» **Stated goal**: Pull out every line in the records that contains the word "roof", copying each line unchanged.

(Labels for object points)

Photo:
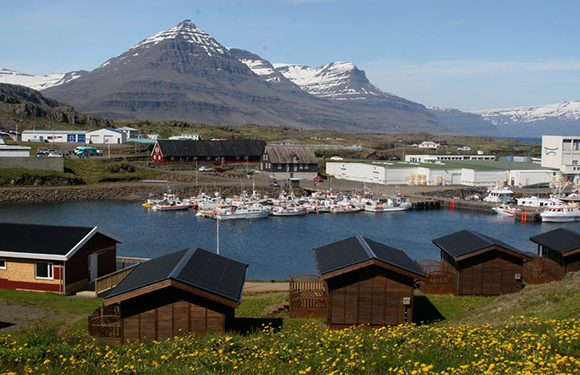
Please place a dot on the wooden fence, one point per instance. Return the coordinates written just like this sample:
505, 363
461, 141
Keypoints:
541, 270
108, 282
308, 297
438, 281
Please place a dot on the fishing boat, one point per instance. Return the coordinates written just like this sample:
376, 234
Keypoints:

--

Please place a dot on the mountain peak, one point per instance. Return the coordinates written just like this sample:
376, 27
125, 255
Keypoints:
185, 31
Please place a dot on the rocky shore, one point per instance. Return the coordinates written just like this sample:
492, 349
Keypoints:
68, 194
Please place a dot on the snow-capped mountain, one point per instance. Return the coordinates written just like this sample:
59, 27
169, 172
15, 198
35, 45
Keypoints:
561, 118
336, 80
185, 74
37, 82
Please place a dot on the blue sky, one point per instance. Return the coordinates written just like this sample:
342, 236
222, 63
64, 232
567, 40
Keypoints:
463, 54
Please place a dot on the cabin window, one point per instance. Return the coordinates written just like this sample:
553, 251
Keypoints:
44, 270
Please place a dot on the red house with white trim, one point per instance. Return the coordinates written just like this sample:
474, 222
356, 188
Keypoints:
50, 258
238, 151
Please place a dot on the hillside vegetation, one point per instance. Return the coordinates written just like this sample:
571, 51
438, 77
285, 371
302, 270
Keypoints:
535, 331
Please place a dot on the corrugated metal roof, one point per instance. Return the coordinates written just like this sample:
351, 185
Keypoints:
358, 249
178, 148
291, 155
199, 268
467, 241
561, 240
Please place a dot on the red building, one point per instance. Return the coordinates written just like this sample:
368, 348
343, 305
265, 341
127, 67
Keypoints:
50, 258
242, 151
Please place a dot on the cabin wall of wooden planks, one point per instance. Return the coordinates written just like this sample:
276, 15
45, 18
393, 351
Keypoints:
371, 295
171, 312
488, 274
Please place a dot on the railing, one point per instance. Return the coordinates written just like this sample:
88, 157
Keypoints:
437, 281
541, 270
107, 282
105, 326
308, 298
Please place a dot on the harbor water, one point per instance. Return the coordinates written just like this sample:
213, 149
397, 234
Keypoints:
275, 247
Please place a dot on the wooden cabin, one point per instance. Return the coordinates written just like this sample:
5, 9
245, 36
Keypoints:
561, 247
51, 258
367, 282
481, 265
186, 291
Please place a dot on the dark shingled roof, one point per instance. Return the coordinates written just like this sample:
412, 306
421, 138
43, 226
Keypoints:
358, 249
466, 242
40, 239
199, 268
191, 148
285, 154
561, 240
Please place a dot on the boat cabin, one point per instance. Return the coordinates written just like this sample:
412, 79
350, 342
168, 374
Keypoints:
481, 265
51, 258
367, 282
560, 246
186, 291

...

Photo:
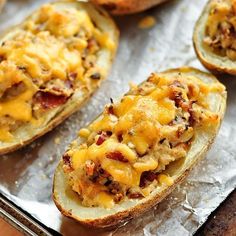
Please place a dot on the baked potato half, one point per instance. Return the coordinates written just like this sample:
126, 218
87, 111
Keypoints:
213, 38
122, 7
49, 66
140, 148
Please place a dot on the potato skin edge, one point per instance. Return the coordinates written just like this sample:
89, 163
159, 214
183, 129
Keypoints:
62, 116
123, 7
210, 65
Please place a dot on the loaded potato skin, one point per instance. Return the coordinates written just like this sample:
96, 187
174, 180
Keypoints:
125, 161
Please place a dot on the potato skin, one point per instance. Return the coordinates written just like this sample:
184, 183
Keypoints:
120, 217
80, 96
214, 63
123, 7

» **Solved exercise**:
Please place a dot on the corrugated metal roof, one point per instance. Return the coordinates written just like this sample:
Please place a dot on the dark shingled roof, one point per instance. Return the coordinates written just like this sample:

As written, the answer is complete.